Text passage START
Medicine & the industrial revolution Flashcards
(17 cards)
How did industrialisation affect population and urban growth between 1750 and 1901?
- The Industrial Revolution led to people moving from rural areas to cities for work
- Factories powered by steam replaced home-based production
- Cities grew rapidly as people moved to urban areas for jobs
- Example population growth (1801–1901):
- London: 1.1 million → 5.5 million
- Greater Manchester: 334,000 → 2.1 million
- Glasgow: 46,000 → 571,000
- Public health systems could not cope with the massive increase in population
What were housing and sanitation like in industrial cities?
- Factory owners built cheap, overcrowded housing for workers
- Back-to-back terraced houses were common, with families in one room
- Lack of clean water, proper sewage systems, and toilets
- Toilets were shared by many families, usually located outside
- Water came from street pumps, often contaminated by nearby cesspits
- Cracked pipes meant human waste mixed with drinking water → caused disease outbreaks
How did air pollution affect health in industrial towns and cities?
- Coal was burned in huge amounts to power factories and mills
- Created thick smog that hung over cities
- Smog caused breathing problems and damaged lungs
- Air pollution led to early deaths and increased respiratory diseases
What diseases were common in overcrowded industrial towns, and how did they spread?
- Overcrowding and poor public health systems helped disease spread
Cholera:- First arrived in 1831, killed around 50,000 people
- Spread through contaminated water or food
- Caused diarrhoea, vomiting, dehydration, and often
death - Epidemics in 1831, 1848, 1854, and 1866
Typhoid:
- Also spread by contaminated food/water
- Caused high fever, fatigue, and was often fatal
Who was Edwin Chadwick and what did he do to improve public health?
- Edwin Chadwick was a lawyer and social reformer
- Wanted to improve the living conditions of the poor
- Wrote the Report on the Sanitary Conditions of the Labouring Population of Great Britain in 1842
- Found that life expectancy was much lower in industrial towns (e.g. Manchester: 15–19 years) than in rural areas (e.g. Rutland: 52 years)
- Argued that the government should provide clean water and sanitation for all
What did Chadwick’s report reveal about life expectancy in Britain?
- People in urban areas had much shorter life expectancy than those in rural areas
- Labourers in industrial cities like Liverpool and Manchester: 15–19 years
- Professionals in rural areas like Rutland: up to 52 years
- Showed a clear link between poverty, poor public health, and early death
- Helped push for government involvement in public health
What was the government’s attitude toward public health before reforms?
- In the 19th century, most people believed in laissez-faire (non-interference by the government)
Text passage END
Data supplied START
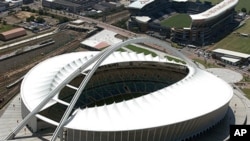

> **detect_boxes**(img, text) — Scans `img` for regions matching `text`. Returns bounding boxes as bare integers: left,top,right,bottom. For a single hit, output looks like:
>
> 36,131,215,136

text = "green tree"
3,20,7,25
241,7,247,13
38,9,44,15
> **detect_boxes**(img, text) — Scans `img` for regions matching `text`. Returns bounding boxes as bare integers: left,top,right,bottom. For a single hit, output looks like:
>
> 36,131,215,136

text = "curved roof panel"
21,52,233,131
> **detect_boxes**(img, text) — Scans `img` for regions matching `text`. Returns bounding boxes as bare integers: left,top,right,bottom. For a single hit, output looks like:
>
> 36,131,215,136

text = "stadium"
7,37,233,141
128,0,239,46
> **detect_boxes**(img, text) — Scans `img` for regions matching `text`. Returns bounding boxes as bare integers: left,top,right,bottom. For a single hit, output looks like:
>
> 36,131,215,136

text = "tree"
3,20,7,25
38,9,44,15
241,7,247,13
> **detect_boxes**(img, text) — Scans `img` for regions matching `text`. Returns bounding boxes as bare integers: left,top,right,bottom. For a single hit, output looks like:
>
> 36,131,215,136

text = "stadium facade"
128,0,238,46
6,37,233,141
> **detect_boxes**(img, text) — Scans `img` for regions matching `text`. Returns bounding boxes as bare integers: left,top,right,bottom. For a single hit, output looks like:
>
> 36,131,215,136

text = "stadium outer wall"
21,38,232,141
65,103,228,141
Data supplied END
Data supplied START
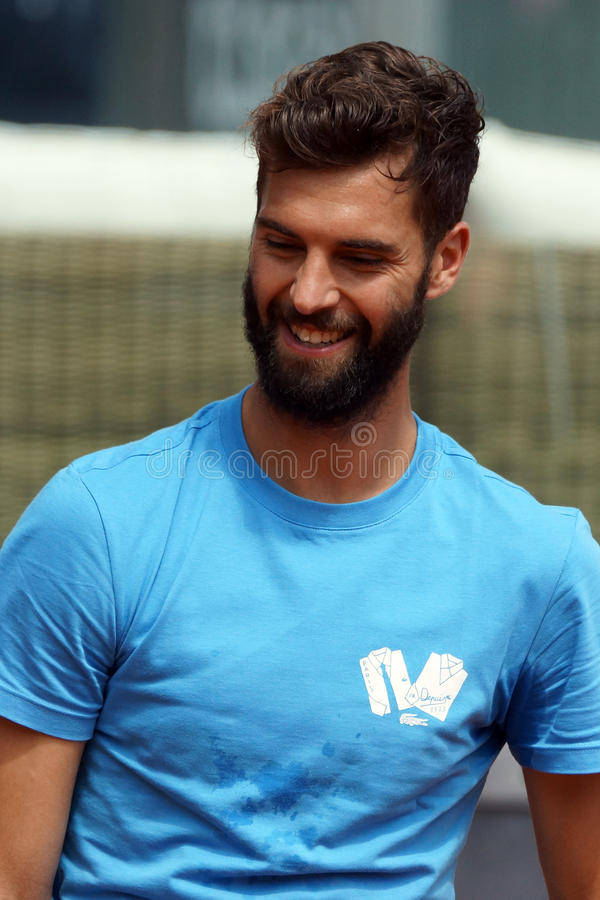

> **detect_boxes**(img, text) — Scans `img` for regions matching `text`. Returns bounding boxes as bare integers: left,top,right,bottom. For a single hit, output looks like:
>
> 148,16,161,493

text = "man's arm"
Data supplied END
◆ Questions:
(a) In the flashcards on medicine and the industrial revolution, in what year did Edwin Chadwick write his report on the sanitary conditions of the labouring population?
(b) Resume the flashcards on medicine and the industrial revolution after their final line and carry them forward.

◆ Activity answers:
(a) 1842

(b)
- Many thought public health was a personal responsibility, not the government’s job
- Some people feared the government interfering in their lives
- Letters and articles in newspapers (e.g. The Times, 1852) showed resistance to reform
- This reluctance delayed action on improving health and sanitation
What was the 1848 Public Health Act and why was it important?
- Passed in response to Chadwick’s report
- Set up a Central Board of Health to oversee public health
- Local authorities could set up a local board of health if mortality was over 23 per 1,000
- Local boards could raise taxes to fund clean water and sewer systems
- Although not compulsory and had limited funding, it was a major first step toward government responsibility for public health
Who was John Snow and what did he investigate during the 1854 cholera outbreak?
- John Snow was a London physician during the 1854 cholera outbreak
- He did not believe in miasma theory (the idea that bad air caused disease)
- Believed that cholera was spread through water, not air
- Decided to investigate the source of the outbreak in Soho, London
What did John Snow’s investigation involve?
- Mapped cholera deaths in Soho and found a cluster around Broad Street
- Discovered that victims had used the same water pump on Broad Street
- Found that a nearby cesspit had likely leaked sewage into the water supply
- Workers at a local brewery were unaffected — they drank beer, not pump water
- Snow persuaded the council to remove the pump handle
- Cholera cases stopped, confirming the pump as the source
What was the significance of John Snow’s discovery?
- Proved that cholera was waterborne, not spread by miasma
- Discredited miasma theory for cholera, even though some still believed in it
- Could not yet explain the role of germs, as germ theory wasn’t accepted until later
- Louis Pasteur’s work on germ theory later supported Snow’s findings
How did Snow’s work contribute to public health reforms?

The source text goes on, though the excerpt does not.